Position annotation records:
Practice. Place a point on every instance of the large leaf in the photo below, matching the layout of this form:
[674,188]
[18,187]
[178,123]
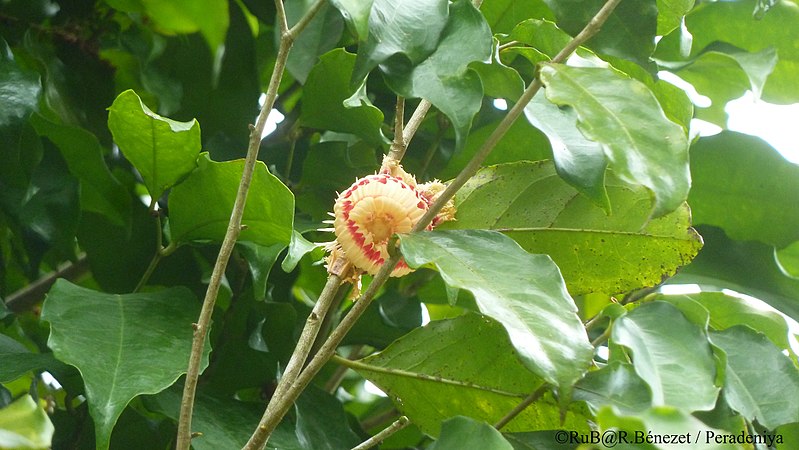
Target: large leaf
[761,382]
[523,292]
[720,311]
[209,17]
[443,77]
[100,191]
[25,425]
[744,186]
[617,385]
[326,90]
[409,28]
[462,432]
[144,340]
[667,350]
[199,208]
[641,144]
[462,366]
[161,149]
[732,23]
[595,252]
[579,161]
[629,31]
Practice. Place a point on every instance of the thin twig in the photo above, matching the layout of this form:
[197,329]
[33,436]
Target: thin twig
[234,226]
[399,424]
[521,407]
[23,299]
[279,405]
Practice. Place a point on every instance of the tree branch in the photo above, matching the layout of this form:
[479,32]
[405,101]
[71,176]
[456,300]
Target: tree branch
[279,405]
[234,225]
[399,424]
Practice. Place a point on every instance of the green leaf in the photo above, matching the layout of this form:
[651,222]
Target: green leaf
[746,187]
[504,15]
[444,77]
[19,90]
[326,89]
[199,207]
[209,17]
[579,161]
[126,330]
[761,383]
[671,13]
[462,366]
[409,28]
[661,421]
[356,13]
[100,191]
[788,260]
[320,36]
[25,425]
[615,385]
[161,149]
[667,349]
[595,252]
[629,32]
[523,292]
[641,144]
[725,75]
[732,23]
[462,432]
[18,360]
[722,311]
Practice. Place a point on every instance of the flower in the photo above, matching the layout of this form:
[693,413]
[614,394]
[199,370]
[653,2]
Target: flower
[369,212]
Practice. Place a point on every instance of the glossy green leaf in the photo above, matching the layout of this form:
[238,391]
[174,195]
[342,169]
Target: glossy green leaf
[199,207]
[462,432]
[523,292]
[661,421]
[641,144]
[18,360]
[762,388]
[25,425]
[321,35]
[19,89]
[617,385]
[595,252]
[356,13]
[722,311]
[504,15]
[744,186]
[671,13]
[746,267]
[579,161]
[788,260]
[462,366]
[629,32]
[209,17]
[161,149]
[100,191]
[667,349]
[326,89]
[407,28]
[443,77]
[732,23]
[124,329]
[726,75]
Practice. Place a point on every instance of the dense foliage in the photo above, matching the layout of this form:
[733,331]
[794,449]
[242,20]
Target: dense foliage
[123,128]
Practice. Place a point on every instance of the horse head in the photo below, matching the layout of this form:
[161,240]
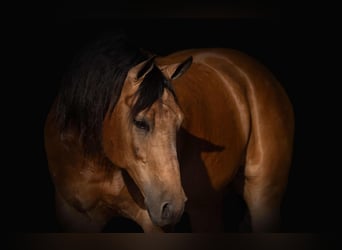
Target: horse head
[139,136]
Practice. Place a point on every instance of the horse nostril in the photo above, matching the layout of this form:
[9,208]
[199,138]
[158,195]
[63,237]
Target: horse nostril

» Aim
Write out all the entries exactly, except for the pictures.

» Exercise response
Practice. Place a point on every instance of the large leaf in the photo below, matching the layout of this form:
[674,188]
[18,187]
[178,123]
Target: large leaf
[761,382]
[523,292]
[720,311]
[209,17]
[443,77]
[100,191]
[25,425]
[744,186]
[617,385]
[326,90]
[409,28]
[462,432]
[144,340]
[667,350]
[199,208]
[641,144]
[462,366]
[161,149]
[732,23]
[595,252]
[579,161]
[629,31]
Practice. Place a point on every instance of the thin twig in the photo above, matching the layout of this form:
[197,329]
[33,436]
Target: thin twig
[234,226]
[399,424]
[521,407]
[23,299]
[279,405]
Practice. Place a point on every instance of the tree branch in the photo above, matching the layout of this form:
[479,32]
[405,101]
[71,176]
[456,300]
Target: tree branch
[279,405]
[234,225]
[399,424]
Practice. Place a point on every instance of the green leaf in the photo above, matching the layout of this form:
[651,222]
Target: green leaf
[746,187]
[504,15]
[444,77]
[19,90]
[326,89]
[199,207]
[209,17]
[579,161]
[126,330]
[761,383]
[671,13]
[462,366]
[409,28]
[661,421]
[356,13]
[100,191]
[788,260]
[320,36]
[25,425]
[615,385]
[161,149]
[667,349]
[595,252]
[629,32]
[523,292]
[641,144]
[725,75]
[732,23]
[462,432]
[18,360]
[722,311]
Practice. Place a point on every instance of the flower in the photo above, matching the layout of this form:
[693,413]
[614,394]
[199,370]
[653,2]
Target: flower
[369,212]
Practice. Place a point on every instance of the glossy green leaf in the photo above, matching the layout of this form:
[238,391]
[174,195]
[342,169]
Target: glossy green leaf
[199,207]
[462,432]
[523,292]
[661,421]
[641,144]
[18,360]
[762,388]
[25,425]
[321,35]
[19,89]
[617,385]
[595,252]
[356,13]
[722,311]
[504,15]
[744,186]
[671,13]
[746,267]
[579,161]
[788,260]
[462,366]
[629,32]
[209,17]
[161,149]
[100,191]
[667,349]
[326,89]
[407,28]
[443,77]
[732,23]
[124,329]
[726,75]
Practice. Place a point on every instance of the dense foliage in the photo above, matching the layout of this form:
[733,331]
[794,449]
[242,20]
Target: dense foliage
[123,128]
Practice. Place a point on every instance of the horse head in the photo below, matching the layout of this form:
[161,240]
Target: horse head
[139,136]
Practice. Place a point on every instance of the horse nostril in the photo above, matching the layout of this form:
[9,208]
[199,138]
[158,195]
[63,237]
Target: horse nostril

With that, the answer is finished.